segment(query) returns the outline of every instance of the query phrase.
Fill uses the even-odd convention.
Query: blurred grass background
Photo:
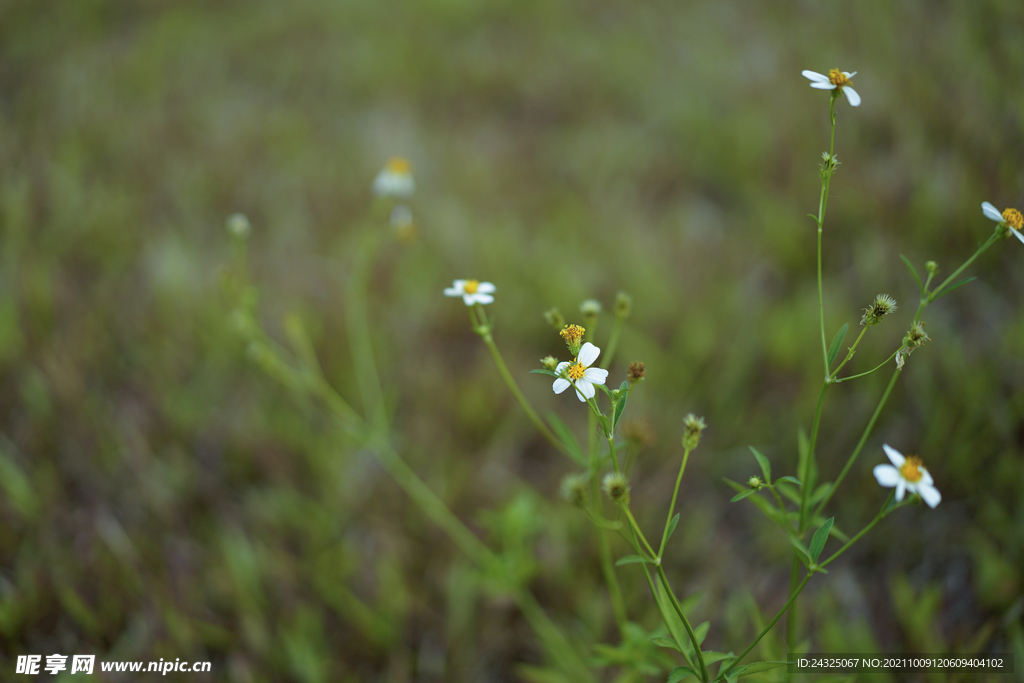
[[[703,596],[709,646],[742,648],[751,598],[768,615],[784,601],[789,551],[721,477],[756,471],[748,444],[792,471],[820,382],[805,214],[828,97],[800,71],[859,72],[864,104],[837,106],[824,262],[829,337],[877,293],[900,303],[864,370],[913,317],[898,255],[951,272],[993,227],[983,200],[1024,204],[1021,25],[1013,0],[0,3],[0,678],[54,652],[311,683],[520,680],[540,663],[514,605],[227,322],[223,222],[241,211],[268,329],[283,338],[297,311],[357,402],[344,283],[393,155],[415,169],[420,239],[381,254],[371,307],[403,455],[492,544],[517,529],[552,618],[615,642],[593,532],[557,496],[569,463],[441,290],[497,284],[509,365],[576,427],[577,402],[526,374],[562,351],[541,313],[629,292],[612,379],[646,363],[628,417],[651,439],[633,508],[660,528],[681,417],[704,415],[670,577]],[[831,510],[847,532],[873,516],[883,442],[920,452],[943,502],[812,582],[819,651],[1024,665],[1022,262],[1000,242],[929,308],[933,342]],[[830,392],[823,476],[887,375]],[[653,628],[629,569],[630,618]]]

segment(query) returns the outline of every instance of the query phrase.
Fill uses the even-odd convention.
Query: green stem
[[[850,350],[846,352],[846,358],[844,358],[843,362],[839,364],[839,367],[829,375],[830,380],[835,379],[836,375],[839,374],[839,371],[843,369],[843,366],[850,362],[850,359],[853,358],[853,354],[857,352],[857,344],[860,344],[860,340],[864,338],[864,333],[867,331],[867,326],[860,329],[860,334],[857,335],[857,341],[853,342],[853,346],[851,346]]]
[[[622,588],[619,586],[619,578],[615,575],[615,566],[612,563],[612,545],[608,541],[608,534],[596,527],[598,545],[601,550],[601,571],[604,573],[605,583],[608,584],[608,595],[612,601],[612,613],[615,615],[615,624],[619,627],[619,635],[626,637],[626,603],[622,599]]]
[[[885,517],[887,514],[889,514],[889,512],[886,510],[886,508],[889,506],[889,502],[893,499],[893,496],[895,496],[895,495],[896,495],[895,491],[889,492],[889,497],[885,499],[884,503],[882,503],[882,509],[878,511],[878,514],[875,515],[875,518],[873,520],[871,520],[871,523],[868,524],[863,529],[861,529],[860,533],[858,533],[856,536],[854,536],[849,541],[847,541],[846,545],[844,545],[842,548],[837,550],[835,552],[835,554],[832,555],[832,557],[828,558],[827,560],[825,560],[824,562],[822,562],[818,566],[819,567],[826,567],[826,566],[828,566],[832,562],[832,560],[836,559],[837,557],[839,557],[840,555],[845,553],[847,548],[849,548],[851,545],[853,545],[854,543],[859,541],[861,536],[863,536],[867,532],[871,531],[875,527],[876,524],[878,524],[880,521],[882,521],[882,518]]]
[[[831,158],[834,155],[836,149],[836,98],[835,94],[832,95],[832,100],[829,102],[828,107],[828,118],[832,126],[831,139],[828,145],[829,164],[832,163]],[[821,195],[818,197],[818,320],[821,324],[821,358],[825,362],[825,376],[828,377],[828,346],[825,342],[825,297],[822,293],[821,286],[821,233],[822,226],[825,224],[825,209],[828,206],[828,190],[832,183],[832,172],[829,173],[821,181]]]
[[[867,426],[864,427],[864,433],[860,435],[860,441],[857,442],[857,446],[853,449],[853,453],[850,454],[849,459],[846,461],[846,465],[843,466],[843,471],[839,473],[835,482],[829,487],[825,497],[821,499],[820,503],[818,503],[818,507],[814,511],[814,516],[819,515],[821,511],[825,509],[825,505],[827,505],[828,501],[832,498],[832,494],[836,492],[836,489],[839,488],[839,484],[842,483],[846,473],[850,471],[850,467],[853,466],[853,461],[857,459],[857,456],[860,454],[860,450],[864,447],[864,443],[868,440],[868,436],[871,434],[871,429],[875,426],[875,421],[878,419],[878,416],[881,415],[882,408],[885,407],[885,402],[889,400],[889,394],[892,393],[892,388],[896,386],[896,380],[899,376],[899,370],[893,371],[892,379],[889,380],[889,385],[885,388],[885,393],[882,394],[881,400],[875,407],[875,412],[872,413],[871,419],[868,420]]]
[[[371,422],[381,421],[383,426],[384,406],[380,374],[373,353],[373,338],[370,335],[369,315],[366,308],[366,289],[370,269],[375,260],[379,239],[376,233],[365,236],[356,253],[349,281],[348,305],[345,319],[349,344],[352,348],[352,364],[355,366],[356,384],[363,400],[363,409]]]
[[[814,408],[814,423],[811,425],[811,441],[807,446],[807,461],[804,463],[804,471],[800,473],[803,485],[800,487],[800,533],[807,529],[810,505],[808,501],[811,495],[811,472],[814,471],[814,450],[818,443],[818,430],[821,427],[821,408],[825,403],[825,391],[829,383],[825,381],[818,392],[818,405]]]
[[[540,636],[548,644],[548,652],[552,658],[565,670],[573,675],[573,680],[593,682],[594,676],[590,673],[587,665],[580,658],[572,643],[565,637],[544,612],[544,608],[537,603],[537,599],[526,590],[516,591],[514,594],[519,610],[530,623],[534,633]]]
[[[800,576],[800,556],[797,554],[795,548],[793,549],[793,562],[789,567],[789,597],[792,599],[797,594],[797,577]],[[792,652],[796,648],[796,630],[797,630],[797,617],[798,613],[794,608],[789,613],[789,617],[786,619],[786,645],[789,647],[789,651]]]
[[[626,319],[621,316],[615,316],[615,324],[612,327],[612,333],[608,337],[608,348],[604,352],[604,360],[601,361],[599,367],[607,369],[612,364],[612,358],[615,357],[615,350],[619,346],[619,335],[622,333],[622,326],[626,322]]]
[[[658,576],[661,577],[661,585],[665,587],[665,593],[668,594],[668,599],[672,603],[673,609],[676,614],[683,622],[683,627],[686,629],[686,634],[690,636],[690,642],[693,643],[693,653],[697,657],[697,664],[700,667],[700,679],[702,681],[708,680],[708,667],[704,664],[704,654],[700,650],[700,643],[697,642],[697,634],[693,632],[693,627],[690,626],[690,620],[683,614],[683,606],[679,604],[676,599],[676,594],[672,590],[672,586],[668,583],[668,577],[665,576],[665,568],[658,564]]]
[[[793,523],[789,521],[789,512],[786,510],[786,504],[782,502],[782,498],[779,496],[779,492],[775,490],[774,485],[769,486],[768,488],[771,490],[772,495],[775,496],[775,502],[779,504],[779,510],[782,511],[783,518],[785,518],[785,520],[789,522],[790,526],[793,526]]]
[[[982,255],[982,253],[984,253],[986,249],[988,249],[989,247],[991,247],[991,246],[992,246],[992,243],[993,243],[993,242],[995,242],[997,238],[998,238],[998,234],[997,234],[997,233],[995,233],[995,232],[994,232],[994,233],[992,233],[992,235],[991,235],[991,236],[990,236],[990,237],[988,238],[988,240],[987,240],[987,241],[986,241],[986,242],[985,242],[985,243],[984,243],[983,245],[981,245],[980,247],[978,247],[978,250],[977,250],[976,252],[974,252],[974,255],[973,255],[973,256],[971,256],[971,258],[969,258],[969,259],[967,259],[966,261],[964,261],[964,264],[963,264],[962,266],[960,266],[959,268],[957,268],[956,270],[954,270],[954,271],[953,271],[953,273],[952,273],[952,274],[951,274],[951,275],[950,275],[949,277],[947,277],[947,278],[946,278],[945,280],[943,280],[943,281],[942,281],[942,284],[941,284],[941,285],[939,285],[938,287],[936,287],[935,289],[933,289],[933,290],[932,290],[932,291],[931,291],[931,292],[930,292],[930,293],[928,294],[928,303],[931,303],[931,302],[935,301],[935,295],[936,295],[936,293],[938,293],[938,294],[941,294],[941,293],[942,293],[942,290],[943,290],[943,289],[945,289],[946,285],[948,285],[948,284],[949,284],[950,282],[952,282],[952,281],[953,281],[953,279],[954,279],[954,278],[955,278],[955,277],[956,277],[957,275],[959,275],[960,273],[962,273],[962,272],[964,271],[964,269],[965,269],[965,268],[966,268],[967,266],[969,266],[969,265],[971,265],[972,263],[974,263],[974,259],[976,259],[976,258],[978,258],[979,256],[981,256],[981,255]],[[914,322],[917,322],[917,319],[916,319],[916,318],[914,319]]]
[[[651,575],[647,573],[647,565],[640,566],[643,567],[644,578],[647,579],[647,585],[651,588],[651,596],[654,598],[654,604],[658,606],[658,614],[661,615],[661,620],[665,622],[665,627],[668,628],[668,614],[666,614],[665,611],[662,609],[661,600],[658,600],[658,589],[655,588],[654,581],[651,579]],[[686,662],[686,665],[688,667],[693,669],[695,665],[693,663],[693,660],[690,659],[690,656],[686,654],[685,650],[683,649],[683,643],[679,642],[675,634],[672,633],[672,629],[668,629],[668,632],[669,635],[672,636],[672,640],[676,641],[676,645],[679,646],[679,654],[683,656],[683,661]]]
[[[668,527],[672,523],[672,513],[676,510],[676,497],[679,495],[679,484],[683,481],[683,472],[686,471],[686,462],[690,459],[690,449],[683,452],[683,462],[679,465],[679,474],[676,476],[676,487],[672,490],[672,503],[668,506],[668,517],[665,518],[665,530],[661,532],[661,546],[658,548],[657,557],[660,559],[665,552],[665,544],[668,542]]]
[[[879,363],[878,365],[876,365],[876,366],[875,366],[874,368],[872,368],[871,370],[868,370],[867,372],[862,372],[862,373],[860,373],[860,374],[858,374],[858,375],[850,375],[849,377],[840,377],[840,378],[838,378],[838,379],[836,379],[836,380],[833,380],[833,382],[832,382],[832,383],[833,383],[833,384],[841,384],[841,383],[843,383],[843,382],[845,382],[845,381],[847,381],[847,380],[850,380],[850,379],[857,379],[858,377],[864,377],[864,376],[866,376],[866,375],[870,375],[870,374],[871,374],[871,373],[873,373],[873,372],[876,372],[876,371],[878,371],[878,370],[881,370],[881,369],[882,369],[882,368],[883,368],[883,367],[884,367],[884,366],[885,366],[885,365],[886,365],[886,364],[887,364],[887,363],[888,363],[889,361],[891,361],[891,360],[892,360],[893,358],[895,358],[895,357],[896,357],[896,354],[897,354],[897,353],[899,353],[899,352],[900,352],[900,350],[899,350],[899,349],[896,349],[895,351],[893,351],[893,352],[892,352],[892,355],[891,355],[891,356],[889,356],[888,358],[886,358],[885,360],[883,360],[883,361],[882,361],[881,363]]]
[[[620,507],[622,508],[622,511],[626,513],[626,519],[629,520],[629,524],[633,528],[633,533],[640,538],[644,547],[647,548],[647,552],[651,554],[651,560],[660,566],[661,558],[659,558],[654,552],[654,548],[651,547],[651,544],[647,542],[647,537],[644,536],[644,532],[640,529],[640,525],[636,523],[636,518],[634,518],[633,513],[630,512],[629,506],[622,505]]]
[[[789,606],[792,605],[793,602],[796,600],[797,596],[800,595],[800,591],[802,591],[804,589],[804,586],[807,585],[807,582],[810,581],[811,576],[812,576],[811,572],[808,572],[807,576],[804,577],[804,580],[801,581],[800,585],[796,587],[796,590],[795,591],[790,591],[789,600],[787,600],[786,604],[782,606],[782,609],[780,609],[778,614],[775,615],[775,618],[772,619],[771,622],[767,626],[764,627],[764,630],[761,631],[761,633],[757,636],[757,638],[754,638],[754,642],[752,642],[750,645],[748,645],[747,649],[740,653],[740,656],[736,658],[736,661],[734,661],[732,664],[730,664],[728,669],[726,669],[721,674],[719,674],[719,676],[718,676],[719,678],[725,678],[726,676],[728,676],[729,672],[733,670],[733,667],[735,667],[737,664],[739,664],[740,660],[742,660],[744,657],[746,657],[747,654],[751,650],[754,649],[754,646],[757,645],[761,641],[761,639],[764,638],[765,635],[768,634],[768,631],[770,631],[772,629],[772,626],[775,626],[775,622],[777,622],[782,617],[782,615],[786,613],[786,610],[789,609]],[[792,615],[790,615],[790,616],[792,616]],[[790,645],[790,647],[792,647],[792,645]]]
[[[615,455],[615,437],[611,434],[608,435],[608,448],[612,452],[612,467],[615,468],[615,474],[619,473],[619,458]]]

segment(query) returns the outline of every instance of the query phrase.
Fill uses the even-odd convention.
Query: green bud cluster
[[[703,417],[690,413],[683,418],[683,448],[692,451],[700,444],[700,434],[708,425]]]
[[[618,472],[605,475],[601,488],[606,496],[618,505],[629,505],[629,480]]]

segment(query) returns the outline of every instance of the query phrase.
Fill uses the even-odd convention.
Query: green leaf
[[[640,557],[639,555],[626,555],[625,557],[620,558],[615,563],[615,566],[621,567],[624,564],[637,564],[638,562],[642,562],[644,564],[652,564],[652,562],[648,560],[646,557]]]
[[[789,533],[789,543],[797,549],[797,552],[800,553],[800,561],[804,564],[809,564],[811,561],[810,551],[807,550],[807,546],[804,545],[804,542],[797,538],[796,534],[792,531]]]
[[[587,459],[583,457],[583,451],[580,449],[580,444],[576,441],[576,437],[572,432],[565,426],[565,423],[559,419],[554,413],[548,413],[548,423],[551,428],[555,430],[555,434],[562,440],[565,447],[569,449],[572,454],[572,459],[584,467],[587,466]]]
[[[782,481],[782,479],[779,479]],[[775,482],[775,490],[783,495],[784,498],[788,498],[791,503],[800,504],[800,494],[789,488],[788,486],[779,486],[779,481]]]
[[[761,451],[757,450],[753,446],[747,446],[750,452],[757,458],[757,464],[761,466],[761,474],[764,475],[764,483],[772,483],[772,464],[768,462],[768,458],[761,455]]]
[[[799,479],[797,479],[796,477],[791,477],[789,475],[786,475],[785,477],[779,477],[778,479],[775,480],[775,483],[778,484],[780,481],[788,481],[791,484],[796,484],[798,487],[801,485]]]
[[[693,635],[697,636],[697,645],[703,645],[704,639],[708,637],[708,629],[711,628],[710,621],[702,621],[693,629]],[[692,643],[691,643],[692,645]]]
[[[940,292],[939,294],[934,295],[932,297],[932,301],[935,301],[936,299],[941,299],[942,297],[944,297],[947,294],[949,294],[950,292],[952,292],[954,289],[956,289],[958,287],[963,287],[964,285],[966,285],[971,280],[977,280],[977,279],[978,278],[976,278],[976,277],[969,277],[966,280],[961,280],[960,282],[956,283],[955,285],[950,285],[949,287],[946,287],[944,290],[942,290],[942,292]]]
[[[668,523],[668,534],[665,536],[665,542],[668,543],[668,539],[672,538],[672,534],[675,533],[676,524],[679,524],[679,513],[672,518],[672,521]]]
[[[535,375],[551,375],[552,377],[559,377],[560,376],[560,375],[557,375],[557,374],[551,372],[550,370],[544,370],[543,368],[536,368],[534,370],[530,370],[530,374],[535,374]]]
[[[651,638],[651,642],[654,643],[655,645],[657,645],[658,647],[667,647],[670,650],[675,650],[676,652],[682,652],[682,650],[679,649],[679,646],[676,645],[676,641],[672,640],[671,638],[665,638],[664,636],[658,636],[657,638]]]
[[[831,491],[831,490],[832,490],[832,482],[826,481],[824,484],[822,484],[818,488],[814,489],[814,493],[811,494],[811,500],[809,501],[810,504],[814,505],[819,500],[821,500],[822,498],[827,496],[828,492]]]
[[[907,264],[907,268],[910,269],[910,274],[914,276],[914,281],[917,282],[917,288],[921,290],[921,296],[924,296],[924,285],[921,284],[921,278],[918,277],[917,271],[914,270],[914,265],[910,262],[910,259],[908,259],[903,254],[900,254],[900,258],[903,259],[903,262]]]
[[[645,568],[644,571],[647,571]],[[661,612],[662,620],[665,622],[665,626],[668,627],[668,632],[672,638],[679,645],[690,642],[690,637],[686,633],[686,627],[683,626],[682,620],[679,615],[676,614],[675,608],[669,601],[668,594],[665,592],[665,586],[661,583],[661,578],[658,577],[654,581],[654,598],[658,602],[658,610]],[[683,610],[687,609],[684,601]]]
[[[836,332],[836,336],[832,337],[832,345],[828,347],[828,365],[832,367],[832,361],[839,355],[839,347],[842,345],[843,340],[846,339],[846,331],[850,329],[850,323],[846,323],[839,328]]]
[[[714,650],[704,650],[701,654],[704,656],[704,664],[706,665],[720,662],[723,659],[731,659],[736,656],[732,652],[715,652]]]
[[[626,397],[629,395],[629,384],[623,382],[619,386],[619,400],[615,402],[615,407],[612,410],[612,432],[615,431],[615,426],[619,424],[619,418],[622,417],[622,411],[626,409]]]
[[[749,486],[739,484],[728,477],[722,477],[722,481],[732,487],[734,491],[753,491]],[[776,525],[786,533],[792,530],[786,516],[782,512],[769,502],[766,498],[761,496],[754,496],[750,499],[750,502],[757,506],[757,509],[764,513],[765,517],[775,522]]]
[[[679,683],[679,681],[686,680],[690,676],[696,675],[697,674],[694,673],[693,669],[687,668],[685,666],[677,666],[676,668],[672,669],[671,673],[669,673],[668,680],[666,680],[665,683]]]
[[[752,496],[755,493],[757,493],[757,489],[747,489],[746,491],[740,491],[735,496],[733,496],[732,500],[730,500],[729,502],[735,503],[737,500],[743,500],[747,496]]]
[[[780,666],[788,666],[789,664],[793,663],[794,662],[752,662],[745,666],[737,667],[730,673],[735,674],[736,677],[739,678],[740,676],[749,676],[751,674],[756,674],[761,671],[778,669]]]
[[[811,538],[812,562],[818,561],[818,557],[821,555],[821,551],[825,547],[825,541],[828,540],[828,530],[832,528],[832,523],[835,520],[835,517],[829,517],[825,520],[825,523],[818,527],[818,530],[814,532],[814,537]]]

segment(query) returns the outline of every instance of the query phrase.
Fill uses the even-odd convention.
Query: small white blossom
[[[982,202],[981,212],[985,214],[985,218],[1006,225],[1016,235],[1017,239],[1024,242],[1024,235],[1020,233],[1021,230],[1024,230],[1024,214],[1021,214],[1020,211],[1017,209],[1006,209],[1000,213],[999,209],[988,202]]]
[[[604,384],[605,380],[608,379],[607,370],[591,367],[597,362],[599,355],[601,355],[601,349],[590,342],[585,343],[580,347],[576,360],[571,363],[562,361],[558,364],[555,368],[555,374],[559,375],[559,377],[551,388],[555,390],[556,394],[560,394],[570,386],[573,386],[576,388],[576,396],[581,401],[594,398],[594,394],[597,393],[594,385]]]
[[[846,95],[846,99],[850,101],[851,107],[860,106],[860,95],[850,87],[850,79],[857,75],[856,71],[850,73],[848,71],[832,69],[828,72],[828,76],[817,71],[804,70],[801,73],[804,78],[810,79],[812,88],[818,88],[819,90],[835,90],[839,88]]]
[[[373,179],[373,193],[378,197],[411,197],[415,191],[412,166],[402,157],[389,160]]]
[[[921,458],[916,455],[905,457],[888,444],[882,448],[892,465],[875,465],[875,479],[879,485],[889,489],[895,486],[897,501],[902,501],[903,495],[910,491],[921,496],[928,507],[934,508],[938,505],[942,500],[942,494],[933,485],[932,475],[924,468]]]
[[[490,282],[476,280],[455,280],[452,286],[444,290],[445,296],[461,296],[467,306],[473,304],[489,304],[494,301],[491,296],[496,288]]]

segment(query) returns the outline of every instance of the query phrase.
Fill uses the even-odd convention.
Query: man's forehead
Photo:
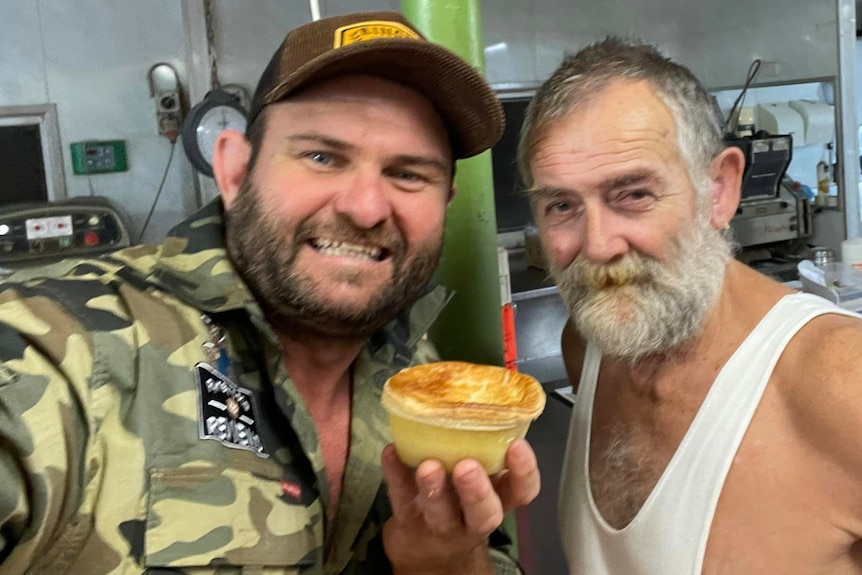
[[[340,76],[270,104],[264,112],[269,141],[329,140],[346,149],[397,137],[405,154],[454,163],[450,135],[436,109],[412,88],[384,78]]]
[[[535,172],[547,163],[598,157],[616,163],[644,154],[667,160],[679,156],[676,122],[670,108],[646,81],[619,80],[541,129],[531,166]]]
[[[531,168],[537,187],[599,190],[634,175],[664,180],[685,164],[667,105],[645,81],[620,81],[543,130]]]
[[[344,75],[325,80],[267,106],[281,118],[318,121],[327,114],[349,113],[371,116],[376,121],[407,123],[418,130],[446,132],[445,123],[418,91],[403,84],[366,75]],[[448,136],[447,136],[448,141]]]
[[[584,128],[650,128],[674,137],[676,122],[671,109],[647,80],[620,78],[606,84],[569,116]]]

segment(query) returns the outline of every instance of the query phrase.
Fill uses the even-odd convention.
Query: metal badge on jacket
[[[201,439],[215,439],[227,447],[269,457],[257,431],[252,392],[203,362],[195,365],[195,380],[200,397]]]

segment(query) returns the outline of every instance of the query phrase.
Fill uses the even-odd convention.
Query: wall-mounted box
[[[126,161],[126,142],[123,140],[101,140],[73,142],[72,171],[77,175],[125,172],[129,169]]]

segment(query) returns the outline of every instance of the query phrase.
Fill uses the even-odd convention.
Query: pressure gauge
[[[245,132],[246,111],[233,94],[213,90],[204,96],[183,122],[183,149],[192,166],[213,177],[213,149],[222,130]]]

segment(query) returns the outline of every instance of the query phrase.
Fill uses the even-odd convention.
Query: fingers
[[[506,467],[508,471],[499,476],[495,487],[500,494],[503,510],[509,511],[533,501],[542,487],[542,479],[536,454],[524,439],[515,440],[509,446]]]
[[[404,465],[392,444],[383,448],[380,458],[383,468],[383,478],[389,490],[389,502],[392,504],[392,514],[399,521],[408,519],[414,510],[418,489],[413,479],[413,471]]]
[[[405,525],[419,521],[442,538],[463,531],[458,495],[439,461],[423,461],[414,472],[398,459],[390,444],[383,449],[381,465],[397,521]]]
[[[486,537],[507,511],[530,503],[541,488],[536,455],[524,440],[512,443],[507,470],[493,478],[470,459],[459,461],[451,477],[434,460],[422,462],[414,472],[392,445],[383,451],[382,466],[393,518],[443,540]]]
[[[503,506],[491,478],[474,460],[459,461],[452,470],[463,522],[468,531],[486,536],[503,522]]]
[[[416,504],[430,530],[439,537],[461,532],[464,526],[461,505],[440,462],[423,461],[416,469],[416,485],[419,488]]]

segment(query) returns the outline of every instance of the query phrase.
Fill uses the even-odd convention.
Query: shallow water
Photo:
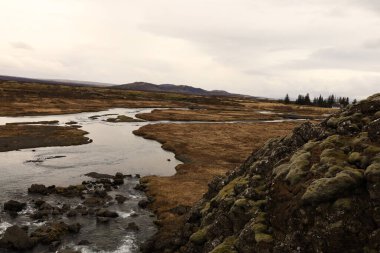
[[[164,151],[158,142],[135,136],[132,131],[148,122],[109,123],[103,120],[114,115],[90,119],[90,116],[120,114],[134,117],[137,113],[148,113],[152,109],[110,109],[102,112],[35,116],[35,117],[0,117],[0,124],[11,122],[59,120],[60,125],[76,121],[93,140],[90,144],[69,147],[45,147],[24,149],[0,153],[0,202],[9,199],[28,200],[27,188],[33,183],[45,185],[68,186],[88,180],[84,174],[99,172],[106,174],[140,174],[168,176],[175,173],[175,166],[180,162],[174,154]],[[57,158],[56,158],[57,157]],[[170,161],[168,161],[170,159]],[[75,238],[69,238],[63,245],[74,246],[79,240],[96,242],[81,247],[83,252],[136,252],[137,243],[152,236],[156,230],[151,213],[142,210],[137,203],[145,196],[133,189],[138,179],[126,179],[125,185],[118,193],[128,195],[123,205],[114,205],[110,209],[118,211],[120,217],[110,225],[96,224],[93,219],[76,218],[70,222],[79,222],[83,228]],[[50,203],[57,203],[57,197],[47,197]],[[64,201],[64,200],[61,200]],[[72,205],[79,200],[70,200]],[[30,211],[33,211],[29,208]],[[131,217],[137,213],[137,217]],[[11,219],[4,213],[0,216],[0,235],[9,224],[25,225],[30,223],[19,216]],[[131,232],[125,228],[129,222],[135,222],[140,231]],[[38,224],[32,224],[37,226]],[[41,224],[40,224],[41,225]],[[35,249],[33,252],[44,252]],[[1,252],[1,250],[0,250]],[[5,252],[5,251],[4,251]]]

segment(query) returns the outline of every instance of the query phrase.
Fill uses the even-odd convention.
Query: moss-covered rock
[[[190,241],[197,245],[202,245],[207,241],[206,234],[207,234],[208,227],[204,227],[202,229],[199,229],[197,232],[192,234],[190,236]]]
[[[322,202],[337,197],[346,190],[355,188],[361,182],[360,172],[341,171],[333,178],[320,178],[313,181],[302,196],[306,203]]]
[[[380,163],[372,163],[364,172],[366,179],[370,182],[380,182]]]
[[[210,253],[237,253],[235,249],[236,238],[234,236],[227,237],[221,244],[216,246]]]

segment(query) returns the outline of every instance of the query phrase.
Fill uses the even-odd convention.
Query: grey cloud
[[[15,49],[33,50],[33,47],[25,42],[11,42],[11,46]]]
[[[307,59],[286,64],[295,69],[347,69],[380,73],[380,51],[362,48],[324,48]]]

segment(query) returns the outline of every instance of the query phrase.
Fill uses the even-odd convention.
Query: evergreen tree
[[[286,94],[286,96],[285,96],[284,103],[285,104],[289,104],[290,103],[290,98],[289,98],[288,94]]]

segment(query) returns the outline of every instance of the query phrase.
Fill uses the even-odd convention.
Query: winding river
+ + + + + + +
**Directions**
Repeat the records above line by line, from the first line through the line that contains "Query: blurred grass background".

**Response below**
segment(query) returns the outline of every instance of the query phrase.
Fill uses the even-odd convention.
Query: blurred grass background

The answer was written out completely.